Give only the number of lines in the records below that contain the string "second", with case counting.

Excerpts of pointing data
--------

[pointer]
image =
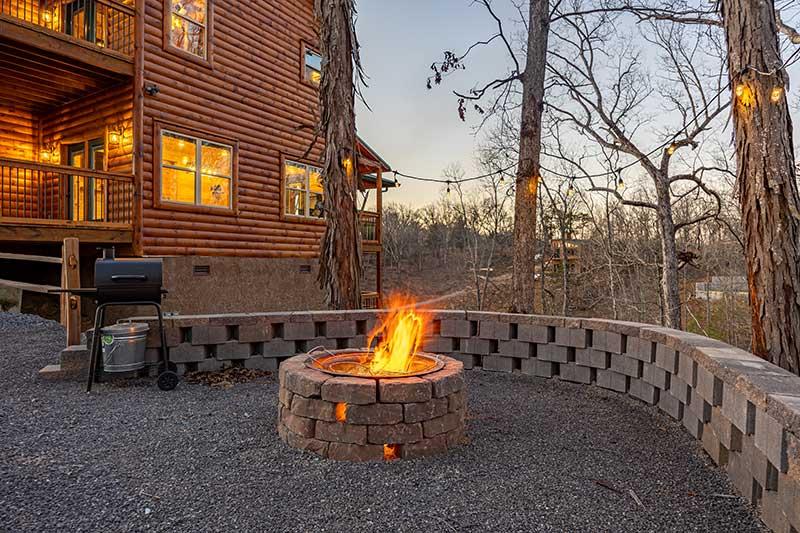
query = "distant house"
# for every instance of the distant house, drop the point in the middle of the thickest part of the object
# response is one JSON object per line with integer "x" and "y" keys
{"x": 174, "y": 129}
{"x": 721, "y": 286}
{"x": 573, "y": 249}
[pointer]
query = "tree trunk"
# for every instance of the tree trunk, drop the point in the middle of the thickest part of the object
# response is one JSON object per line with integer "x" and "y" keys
{"x": 670, "y": 295}
{"x": 766, "y": 179}
{"x": 340, "y": 250}
{"x": 530, "y": 141}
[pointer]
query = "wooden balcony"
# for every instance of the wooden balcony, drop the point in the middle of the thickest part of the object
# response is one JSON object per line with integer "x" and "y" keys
{"x": 53, "y": 52}
{"x": 48, "y": 203}
{"x": 370, "y": 231}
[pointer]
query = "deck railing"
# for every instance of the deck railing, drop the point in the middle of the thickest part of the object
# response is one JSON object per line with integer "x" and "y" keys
{"x": 105, "y": 23}
{"x": 369, "y": 226}
{"x": 37, "y": 192}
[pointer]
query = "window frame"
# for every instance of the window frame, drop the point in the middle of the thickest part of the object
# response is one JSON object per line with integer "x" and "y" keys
{"x": 160, "y": 203}
{"x": 304, "y": 49}
{"x": 209, "y": 33}
{"x": 289, "y": 217}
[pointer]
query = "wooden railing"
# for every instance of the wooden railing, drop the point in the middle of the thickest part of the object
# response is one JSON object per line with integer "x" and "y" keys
{"x": 370, "y": 300}
{"x": 369, "y": 226}
{"x": 38, "y": 192}
{"x": 105, "y": 23}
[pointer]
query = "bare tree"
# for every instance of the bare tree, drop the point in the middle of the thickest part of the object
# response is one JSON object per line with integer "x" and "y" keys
{"x": 500, "y": 92}
{"x": 766, "y": 177}
{"x": 611, "y": 115}
{"x": 340, "y": 250}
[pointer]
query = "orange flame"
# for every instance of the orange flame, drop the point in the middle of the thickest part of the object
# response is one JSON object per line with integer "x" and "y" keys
{"x": 391, "y": 452}
{"x": 401, "y": 333}
{"x": 341, "y": 412}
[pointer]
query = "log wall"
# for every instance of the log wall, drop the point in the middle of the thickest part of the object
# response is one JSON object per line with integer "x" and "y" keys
{"x": 92, "y": 117}
{"x": 251, "y": 92}
{"x": 17, "y": 141}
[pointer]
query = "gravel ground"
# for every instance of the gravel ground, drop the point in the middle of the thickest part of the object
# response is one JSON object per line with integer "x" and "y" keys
{"x": 132, "y": 458}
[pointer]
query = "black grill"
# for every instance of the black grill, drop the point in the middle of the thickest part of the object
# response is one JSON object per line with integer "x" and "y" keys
{"x": 128, "y": 280}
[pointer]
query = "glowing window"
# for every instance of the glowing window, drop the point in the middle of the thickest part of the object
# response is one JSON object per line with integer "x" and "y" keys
{"x": 195, "y": 171}
{"x": 313, "y": 67}
{"x": 303, "y": 192}
{"x": 188, "y": 30}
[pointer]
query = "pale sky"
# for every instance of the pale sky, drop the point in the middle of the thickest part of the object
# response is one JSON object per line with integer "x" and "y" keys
{"x": 416, "y": 130}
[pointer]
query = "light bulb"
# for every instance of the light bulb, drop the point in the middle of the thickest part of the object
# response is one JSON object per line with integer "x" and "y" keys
{"x": 776, "y": 95}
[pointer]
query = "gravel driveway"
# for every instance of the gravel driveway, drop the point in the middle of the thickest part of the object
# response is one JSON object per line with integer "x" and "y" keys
{"x": 133, "y": 458}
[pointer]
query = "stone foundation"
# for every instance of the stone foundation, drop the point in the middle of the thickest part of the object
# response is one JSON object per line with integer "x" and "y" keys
{"x": 365, "y": 419}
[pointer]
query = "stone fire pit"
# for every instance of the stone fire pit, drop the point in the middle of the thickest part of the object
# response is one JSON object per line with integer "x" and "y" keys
{"x": 349, "y": 418}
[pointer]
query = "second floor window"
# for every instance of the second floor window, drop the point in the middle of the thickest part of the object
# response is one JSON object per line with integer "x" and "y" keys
{"x": 313, "y": 67}
{"x": 195, "y": 171}
{"x": 188, "y": 31}
{"x": 303, "y": 191}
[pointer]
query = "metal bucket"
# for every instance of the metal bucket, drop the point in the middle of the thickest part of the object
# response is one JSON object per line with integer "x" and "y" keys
{"x": 124, "y": 346}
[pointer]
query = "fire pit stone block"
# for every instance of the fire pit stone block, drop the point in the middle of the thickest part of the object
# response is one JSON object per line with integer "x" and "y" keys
{"x": 340, "y": 451}
{"x": 349, "y": 390}
{"x": 376, "y": 413}
{"x": 366, "y": 419}
{"x": 404, "y": 390}
{"x": 313, "y": 408}
{"x": 395, "y": 433}
{"x": 306, "y": 381}
{"x": 338, "y": 432}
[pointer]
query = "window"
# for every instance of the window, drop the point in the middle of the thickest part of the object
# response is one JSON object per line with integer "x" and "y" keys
{"x": 303, "y": 190}
{"x": 195, "y": 171}
{"x": 187, "y": 29}
{"x": 313, "y": 67}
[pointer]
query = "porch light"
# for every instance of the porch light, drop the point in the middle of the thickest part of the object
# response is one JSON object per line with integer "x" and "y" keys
{"x": 49, "y": 154}
{"x": 776, "y": 95}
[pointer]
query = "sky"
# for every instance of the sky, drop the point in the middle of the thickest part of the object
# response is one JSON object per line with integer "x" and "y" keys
{"x": 416, "y": 130}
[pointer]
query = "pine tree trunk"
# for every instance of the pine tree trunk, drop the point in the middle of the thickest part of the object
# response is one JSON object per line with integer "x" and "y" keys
{"x": 530, "y": 141}
{"x": 766, "y": 179}
{"x": 340, "y": 250}
{"x": 670, "y": 294}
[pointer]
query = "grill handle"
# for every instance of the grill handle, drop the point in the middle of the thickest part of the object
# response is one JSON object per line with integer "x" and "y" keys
{"x": 128, "y": 277}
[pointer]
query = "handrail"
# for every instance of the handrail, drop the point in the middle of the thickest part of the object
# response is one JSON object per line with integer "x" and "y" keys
{"x": 128, "y": 10}
{"x": 64, "y": 169}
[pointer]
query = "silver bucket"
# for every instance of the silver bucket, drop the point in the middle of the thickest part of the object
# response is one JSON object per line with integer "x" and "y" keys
{"x": 124, "y": 346}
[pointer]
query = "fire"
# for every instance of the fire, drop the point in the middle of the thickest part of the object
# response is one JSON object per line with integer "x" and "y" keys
{"x": 391, "y": 452}
{"x": 401, "y": 333}
{"x": 341, "y": 412}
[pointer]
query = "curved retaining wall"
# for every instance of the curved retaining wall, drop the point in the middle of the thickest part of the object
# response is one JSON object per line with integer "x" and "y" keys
{"x": 745, "y": 411}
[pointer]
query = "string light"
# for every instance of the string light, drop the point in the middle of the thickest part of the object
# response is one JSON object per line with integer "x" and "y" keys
{"x": 776, "y": 95}
{"x": 571, "y": 188}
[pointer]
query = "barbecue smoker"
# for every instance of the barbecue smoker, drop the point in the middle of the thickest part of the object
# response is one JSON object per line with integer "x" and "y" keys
{"x": 127, "y": 282}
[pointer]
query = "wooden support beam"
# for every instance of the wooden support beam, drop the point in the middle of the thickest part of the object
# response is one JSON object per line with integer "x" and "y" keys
{"x": 71, "y": 279}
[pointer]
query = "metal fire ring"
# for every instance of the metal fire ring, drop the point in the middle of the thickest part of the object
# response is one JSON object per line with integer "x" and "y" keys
{"x": 323, "y": 361}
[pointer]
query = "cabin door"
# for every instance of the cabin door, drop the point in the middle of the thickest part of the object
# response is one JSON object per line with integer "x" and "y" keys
{"x": 79, "y": 20}
{"x": 86, "y": 196}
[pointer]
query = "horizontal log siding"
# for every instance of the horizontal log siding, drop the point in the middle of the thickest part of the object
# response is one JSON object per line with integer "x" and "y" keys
{"x": 252, "y": 94}
{"x": 18, "y": 140}
{"x": 90, "y": 118}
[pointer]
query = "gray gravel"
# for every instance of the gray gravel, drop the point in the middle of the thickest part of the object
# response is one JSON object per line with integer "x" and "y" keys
{"x": 132, "y": 458}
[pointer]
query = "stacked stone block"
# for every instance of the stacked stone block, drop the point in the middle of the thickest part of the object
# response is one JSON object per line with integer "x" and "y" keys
{"x": 743, "y": 411}
{"x": 354, "y": 419}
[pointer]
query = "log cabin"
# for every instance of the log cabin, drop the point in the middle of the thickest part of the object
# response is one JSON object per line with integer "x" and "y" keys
{"x": 181, "y": 129}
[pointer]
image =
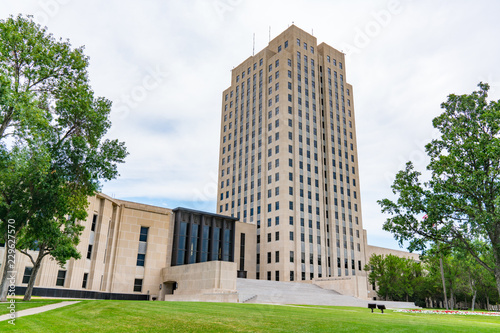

--------

WRITTEN ANSWER
2